**PROVIDED RECORDS**
══════════
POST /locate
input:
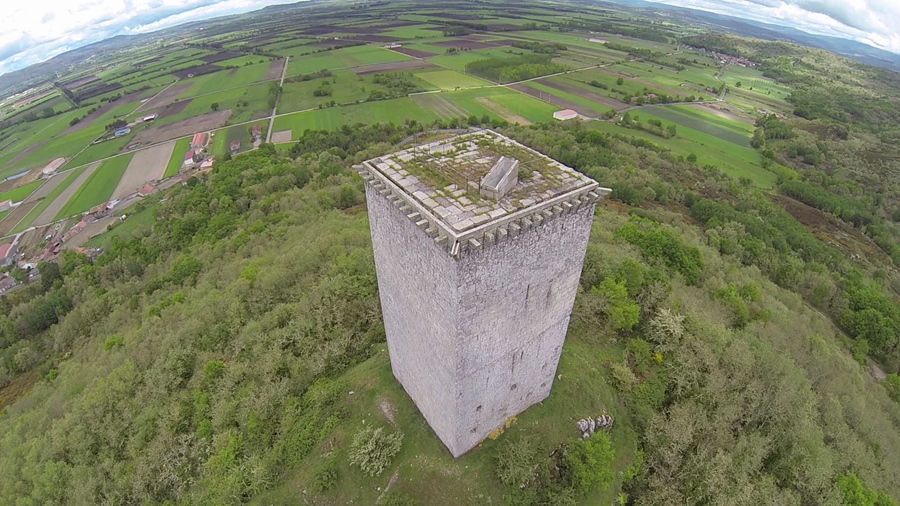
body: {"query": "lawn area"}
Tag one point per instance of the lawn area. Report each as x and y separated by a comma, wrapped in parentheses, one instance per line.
(424, 459)
(597, 108)
(98, 188)
(19, 194)
(181, 148)
(459, 61)
(222, 141)
(731, 158)
(397, 110)
(451, 80)
(32, 215)
(137, 220)
(517, 103)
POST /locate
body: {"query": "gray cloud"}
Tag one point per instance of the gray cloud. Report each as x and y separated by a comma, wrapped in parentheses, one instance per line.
(32, 34)
(873, 22)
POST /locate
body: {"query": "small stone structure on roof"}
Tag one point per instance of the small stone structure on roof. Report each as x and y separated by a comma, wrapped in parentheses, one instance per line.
(441, 184)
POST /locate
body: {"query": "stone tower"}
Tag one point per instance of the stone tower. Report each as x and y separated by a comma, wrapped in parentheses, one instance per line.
(479, 243)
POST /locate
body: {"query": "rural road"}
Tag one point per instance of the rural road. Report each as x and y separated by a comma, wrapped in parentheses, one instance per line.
(277, 98)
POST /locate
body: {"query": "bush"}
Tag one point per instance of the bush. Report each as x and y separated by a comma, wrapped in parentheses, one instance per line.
(516, 460)
(372, 449)
(325, 476)
(589, 463)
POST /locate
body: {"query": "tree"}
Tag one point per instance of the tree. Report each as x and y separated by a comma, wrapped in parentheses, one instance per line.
(373, 449)
(589, 463)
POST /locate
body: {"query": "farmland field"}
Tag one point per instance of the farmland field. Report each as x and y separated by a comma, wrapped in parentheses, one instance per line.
(450, 80)
(19, 194)
(181, 148)
(98, 188)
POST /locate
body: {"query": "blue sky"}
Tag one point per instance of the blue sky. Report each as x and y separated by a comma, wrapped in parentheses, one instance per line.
(34, 31)
(31, 32)
(872, 22)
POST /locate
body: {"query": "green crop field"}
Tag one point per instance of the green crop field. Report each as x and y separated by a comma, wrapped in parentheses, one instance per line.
(19, 194)
(692, 122)
(32, 215)
(181, 148)
(222, 142)
(98, 188)
(412, 32)
(449, 79)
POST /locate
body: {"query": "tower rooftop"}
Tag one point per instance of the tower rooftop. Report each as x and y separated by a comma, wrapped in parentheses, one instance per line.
(452, 183)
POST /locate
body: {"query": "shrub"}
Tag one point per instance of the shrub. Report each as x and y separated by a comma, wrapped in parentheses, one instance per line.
(516, 460)
(112, 342)
(373, 449)
(589, 463)
(325, 476)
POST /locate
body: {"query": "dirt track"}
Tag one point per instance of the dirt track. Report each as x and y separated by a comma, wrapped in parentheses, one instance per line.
(182, 128)
(147, 165)
(50, 212)
(441, 106)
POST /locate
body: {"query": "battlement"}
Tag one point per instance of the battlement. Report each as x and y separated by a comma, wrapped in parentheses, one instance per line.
(461, 191)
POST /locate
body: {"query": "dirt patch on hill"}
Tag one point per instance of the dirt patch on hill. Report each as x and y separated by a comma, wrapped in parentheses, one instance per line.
(275, 69)
(583, 93)
(183, 128)
(166, 97)
(464, 44)
(832, 231)
(553, 99)
(415, 53)
(105, 108)
(502, 111)
(281, 136)
(396, 66)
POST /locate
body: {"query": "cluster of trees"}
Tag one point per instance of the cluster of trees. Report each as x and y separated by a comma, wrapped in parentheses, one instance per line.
(201, 360)
(506, 70)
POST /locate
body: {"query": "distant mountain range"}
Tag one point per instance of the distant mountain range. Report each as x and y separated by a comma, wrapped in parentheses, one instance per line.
(750, 28)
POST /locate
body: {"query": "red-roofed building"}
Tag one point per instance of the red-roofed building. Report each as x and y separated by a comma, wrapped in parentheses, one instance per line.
(8, 254)
(147, 190)
(200, 140)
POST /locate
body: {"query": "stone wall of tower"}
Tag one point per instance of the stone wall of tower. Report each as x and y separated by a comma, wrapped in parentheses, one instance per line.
(475, 340)
(515, 300)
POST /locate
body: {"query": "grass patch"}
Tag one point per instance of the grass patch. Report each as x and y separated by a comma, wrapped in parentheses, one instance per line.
(32, 215)
(451, 80)
(98, 188)
(19, 194)
(181, 148)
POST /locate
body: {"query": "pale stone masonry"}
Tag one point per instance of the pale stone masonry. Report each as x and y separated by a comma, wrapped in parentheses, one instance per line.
(476, 291)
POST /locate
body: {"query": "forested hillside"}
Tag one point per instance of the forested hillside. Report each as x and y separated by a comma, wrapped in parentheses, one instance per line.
(233, 352)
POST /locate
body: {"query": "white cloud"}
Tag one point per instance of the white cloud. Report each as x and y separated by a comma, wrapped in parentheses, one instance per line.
(31, 33)
(872, 22)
══════════
**YOUR OBJECTIVE**
Give every record again exactly, apart from the pictures, which stay out.

**SOLUTION**
POST /locate
input:
body: {"query": "lawn area"}
Tag one point per instance of the lawn area. Report each as x and y separated by a comma, wrapped in parentheses, one instance per line.
(424, 459)
(597, 108)
(98, 188)
(19, 194)
(181, 148)
(459, 61)
(222, 141)
(731, 158)
(397, 110)
(451, 80)
(32, 215)
(137, 220)
(517, 103)
POST /locate
body: {"query": "gray cloud"}
Tag one point per instance of the gray cloud. Report each as x and y separated by a comma, wrapped in parentheses, one instance per line.
(32, 34)
(873, 22)
POST /locate
body: {"query": "small stone structure on roof"}
Tag one point per instance of the small stone structure on roof. Report each as x and y separated by a comma, wrapped in parentheses, one instance per line.
(441, 184)
POST /locate
body: {"query": "stone tower"}
Tag one point per instance of the stone tower. Report each as x and y separated by a comma, wrapped in parentheses, one instance per line.
(479, 243)
POST /locate
body: {"query": "rural road"}
Tag one point per instance of the rural road. Report each as x and y separated by a comma, wrapped in parentheses, one instance per line.
(277, 98)
POST /locate
body: {"query": "bush"}
Tag one point per instance of the bush. Report each as x and y separated by a comma, wrapped in parentheses, one instance per line.
(516, 460)
(372, 449)
(325, 476)
(589, 463)
POST /locate
body: {"query": "tree"}
Tag one point per instance of the tree. Report each as x and y separated by a comma, wrapped in parentheses, one instance per line.
(373, 449)
(589, 463)
POST /locate
body: {"query": "farmland field"}
Tag one point per instance of the farmland field. Report each as x and y separated by a comma, wrapped in parentheses, one instance per line.
(450, 80)
(19, 194)
(181, 148)
(98, 188)
POST /locate
body: {"query": "blue sky"}
Tag one point per instance of the blue sky. Report each as x and y separated by a comma, wrapped in parentheses, one instance per line.
(34, 31)
(31, 32)
(872, 22)
POST /locate
body: {"query": "green crop field"}
Tag one point per instance of the green crop field. Report each as x and y separated by a comma, wrapped in parentheses, one instance per line.
(19, 194)
(692, 122)
(32, 215)
(181, 148)
(222, 142)
(98, 188)
(412, 32)
(449, 79)
POST /locate
body: {"query": "tower rooftop"}
Tag one point per instance of the tower rooftop. Report each as x and y separated by a comma, wrapped in parentheses, one instance per line.
(452, 183)
POST /locate
body: {"query": "shrub"}
Tag one point per instance of the shrub. Report each as x and y separated by a comma, wrapped in parentheses, one instance per line.
(516, 460)
(112, 342)
(373, 449)
(589, 463)
(325, 476)
POST /locate
body: {"query": "dirt track"}
Tag one point per instance of the dirt track. Report each as x and y separated by a comma, wrapped in parentheses, one instance per line.
(182, 128)
(147, 165)
(50, 212)
(441, 106)
POST /locate
body: {"query": "battlement"}
Tag one point per instance of the battlement. Report each as x and y separated by a comma, wrapped in parentheses, one instance per line.
(461, 191)
POST /locate
body: {"query": "dirt patch on hill"}
Tag one point per instance of the dirt patch on hill. Report each as x and y separated by a comma, wrapped in parentheses, one instance per line.
(275, 69)
(583, 93)
(183, 128)
(166, 97)
(464, 44)
(832, 231)
(553, 99)
(415, 53)
(105, 108)
(502, 111)
(281, 136)
(396, 66)
POST /locate
body: {"query": "cluster of trees"}
Tag one point per instance of the cluster of trees. Report each as x and y separated by a comma, wrapped in parentheses, one instance per line.
(201, 360)
(506, 70)
POST /locate
body: {"query": "distant mountain range"}
Tag one point per instance of the distant mountain range. Report each as x and y separated by a comma, wrapped in parentheses, one instance per line.
(750, 28)
POST /locate
body: {"query": "red-roofed building"}
Tag one point per instance of the red-roofed building. Report each as x and y separated by a comma, wrapped in parentheses, one instance per line.
(8, 254)
(147, 190)
(200, 140)
POST /locate
body: {"query": "stone wall of tower"}
Tag one point per instance of the stone wall of tower. Report each as x and y separated by a comma, wrapped in parentheses, one instance per line.
(475, 340)
(515, 300)
POST /locate
body: {"query": "grass patch"}
Tag one point per instance of the grass patch. Report each as x and y separated by a comma, wrapped in parentheses, one instance per line.
(32, 215)
(451, 80)
(98, 188)
(19, 194)
(181, 148)
POST /locate
body: {"query": "pale stone masonry"}
Tag one point per instance of the pale stone masonry. Report each as x and y separated by a comma, wrapped in parentheses, one instance per line.
(476, 291)
POST /locate
body: {"query": "forested hillside"}
Tag one point per instance of the forested hillside. Report each as x and y separated by a comma, wrapped in parentheses, one instance per line.
(233, 352)
POST /locate
body: {"query": "white cloud"}
Tag one point per instance of the white cloud. Report each as x and y separated by a comma, wrapped in parentheses, one instance per line.
(31, 33)
(872, 22)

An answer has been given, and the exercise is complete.